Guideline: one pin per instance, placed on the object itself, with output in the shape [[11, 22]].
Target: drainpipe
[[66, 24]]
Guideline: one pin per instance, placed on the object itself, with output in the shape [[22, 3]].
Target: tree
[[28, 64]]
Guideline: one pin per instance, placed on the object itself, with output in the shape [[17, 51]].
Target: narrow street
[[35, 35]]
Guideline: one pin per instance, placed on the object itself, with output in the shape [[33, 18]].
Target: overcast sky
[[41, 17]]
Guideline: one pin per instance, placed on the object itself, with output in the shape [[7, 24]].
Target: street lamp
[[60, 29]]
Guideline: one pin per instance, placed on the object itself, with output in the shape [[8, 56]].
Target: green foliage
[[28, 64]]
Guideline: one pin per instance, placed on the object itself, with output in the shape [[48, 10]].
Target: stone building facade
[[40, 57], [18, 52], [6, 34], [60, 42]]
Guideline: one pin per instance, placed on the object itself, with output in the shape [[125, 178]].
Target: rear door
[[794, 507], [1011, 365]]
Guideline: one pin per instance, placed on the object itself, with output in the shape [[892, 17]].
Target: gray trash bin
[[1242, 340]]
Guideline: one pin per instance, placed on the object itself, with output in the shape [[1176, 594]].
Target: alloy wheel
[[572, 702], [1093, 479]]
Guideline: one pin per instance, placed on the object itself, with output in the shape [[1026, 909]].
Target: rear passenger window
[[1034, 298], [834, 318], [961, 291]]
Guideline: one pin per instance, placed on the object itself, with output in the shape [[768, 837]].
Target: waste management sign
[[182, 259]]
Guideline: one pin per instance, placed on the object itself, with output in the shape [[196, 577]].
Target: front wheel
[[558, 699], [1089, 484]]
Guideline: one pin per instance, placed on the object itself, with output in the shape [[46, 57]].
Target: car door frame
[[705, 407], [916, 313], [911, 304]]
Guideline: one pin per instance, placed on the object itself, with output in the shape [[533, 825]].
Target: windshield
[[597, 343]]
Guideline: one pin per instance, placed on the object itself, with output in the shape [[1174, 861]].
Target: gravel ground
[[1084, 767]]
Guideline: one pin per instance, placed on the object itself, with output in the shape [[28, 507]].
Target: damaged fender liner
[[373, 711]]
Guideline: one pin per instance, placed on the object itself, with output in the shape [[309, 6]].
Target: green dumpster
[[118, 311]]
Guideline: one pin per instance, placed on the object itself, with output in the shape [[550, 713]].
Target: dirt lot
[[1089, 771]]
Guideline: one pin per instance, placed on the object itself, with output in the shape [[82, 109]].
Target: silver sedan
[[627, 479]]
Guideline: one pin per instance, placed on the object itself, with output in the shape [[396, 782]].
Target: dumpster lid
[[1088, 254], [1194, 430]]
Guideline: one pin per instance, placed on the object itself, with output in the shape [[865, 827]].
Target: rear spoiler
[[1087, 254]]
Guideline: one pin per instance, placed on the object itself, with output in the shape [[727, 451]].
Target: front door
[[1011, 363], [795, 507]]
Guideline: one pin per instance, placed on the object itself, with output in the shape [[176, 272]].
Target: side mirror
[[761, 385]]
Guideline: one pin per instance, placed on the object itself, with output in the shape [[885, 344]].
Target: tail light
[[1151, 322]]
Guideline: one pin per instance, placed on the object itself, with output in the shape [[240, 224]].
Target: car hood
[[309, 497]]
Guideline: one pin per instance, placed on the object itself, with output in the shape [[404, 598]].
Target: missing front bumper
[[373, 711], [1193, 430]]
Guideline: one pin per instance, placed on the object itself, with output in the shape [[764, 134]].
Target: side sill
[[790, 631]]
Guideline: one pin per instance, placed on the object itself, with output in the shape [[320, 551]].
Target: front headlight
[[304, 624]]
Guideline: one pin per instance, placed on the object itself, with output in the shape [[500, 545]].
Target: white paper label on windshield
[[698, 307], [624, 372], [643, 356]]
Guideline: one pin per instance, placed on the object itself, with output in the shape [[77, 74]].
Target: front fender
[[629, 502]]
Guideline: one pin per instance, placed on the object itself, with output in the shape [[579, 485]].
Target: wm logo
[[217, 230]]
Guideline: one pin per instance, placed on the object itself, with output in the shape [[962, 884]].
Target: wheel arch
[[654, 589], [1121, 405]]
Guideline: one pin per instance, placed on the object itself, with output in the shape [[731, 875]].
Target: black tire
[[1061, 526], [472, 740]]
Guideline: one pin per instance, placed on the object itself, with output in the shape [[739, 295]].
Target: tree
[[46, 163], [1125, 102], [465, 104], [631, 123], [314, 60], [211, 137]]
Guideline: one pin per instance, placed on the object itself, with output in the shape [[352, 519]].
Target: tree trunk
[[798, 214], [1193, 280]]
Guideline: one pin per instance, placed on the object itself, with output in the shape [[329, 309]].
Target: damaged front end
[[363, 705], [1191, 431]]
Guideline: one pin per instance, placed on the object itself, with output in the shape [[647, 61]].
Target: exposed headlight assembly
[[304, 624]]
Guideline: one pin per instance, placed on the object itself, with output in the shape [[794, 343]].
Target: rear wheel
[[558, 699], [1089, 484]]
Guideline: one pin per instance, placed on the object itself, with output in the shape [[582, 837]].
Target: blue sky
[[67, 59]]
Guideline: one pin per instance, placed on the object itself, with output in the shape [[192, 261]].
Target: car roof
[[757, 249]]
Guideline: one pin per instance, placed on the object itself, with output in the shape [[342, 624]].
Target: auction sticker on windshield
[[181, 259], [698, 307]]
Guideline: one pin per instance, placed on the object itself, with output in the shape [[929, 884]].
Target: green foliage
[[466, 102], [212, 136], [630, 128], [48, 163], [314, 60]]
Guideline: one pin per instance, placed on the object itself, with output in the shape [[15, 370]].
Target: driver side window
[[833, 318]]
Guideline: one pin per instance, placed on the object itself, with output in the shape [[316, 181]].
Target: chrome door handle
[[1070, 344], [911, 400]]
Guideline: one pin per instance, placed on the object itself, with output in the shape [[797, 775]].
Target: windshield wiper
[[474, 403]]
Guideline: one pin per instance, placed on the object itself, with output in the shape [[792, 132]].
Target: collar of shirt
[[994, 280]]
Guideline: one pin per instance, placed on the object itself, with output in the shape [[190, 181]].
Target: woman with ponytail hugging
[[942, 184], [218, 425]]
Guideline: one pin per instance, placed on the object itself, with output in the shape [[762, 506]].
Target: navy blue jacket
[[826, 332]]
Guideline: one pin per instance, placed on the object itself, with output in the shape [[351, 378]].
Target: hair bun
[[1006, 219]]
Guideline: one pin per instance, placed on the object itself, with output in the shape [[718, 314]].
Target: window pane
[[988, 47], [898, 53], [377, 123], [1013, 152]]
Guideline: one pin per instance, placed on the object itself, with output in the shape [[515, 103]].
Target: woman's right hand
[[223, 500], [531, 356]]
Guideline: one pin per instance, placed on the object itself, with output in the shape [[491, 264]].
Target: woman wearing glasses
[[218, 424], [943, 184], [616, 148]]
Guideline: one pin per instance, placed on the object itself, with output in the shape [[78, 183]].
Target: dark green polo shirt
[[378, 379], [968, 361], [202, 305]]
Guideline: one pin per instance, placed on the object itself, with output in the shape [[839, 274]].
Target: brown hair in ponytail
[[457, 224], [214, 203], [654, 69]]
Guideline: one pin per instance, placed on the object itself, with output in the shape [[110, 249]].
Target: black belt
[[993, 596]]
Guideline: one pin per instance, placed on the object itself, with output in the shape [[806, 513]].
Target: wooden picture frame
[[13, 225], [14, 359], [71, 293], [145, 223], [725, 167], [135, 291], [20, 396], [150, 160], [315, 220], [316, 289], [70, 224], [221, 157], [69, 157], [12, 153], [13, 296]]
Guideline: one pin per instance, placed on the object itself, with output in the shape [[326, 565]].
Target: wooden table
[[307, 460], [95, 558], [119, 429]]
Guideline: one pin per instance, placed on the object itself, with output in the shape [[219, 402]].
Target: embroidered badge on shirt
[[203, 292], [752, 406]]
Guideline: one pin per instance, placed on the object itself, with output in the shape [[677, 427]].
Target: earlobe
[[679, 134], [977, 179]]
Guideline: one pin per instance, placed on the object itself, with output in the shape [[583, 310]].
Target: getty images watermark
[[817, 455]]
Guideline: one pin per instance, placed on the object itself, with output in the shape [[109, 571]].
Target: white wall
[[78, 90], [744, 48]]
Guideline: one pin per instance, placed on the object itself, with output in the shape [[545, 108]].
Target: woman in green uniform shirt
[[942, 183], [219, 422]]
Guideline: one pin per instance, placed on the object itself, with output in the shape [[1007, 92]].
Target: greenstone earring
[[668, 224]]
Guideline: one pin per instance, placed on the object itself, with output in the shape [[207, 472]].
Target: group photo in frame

* * * * *

Try it: Working from the material above, restate word for word the lines between the line with "Target: dark green polo shirt" and the line with "shape [[806, 513]].", both included, and only those.

Written answer:
Target: dark green polo shirt
[[378, 379], [968, 361], [202, 305]]
Guideline: one pin per instance, placed on the object itself, with output in the shape [[839, 274]].
Target: brown hair in ponytail
[[457, 224], [214, 203], [654, 69]]
Guideline: one pin per instance, placed on the object itself, with output in the shape [[110, 249]].
Target: black belt
[[993, 596]]
Guideline: one pin per instance, placed on the object itself, with output in the shape [[806, 513]].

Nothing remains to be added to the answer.